__Data records__.
_ _ _ _ _

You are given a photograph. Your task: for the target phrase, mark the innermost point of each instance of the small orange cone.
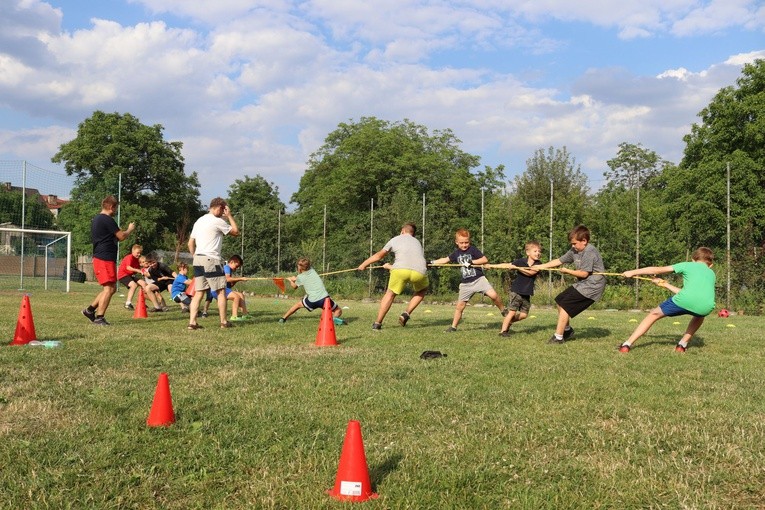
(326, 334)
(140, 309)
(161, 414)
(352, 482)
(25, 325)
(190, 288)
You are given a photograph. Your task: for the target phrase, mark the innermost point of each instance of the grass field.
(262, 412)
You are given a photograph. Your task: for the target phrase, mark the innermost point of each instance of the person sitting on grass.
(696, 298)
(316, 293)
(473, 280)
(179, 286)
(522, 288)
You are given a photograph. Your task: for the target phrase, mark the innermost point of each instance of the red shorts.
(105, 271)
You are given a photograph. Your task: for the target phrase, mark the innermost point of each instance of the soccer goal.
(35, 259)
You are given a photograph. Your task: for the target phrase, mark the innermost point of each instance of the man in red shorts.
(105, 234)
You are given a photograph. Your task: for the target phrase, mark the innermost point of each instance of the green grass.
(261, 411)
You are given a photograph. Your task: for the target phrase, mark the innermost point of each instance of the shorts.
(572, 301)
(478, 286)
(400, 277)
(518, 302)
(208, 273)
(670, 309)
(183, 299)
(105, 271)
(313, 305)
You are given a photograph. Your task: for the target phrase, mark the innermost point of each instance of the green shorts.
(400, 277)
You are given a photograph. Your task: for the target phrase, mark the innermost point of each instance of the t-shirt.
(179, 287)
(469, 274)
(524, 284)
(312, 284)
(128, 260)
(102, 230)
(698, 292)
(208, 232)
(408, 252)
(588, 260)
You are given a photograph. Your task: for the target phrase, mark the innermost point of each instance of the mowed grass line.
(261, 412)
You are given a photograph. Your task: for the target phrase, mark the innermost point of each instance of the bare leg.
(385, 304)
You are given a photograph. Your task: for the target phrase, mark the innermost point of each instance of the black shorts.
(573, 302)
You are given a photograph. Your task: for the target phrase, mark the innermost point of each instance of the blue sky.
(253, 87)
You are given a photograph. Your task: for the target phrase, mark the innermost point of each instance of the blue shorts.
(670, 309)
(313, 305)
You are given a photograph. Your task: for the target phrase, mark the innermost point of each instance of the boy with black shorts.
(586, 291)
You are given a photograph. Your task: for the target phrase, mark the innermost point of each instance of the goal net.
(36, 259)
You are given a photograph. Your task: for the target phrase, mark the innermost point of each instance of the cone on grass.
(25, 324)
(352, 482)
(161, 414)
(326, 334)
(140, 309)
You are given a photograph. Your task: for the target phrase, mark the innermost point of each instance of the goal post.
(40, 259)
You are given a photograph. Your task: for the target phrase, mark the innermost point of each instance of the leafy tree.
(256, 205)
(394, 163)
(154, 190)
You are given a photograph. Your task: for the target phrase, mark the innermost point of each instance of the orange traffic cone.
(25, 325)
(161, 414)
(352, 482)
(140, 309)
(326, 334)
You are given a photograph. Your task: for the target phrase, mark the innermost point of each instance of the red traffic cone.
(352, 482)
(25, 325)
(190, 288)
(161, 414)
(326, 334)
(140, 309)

_ _ _ _ _

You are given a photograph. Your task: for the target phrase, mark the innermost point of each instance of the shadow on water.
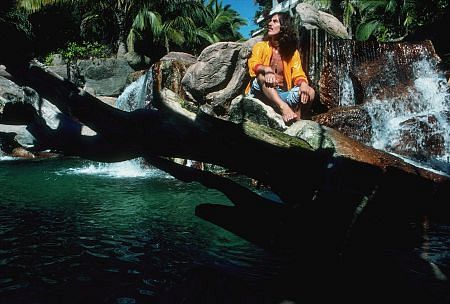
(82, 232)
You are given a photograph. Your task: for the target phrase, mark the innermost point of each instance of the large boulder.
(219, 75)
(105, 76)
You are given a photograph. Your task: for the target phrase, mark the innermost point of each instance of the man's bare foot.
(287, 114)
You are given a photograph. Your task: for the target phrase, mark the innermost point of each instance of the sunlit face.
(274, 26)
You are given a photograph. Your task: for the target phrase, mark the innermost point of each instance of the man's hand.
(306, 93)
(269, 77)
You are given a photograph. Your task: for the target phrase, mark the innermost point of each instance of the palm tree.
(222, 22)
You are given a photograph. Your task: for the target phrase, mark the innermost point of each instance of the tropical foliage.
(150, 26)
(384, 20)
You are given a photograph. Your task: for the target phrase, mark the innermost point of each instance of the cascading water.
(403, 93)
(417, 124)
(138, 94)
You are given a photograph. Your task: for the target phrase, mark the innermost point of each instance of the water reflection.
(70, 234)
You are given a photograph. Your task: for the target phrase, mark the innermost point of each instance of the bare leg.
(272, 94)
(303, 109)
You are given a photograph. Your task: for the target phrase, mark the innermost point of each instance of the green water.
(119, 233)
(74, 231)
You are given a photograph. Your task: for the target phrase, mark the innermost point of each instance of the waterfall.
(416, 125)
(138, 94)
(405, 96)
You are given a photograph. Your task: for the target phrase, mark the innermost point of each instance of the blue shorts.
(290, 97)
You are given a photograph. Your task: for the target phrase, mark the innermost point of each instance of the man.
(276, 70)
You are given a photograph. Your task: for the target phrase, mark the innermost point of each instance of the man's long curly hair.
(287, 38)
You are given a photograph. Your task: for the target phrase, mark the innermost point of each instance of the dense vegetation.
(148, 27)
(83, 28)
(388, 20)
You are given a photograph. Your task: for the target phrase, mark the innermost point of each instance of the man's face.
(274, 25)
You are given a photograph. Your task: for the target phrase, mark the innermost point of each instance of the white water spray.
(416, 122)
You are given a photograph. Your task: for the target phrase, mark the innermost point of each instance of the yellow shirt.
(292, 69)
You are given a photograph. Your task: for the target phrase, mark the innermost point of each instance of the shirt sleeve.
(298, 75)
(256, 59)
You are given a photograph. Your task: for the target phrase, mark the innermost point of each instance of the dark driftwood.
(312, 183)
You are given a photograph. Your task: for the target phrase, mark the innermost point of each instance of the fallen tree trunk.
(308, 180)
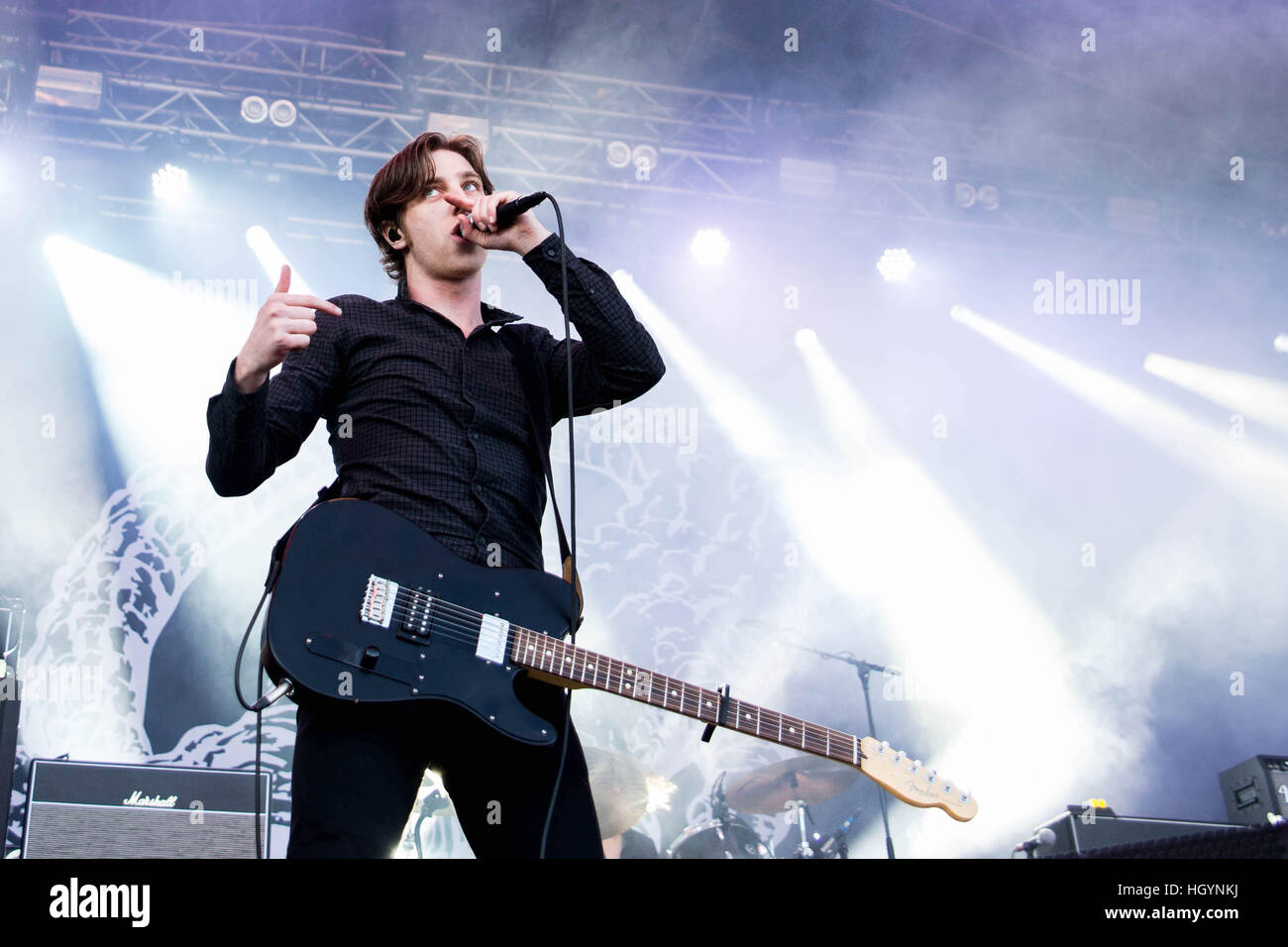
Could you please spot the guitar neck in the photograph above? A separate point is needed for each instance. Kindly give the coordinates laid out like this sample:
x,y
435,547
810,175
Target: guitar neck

_ _ _ _ _

__Work to be completed__.
Scan the data above, find each line with "guitar", and copy it.

__Task result__.
Could you please spot the guitar neck in the photograph above? A separate point is needed for each instance. Kindly give the coordinates laid out like this sample:
Target: guitar neck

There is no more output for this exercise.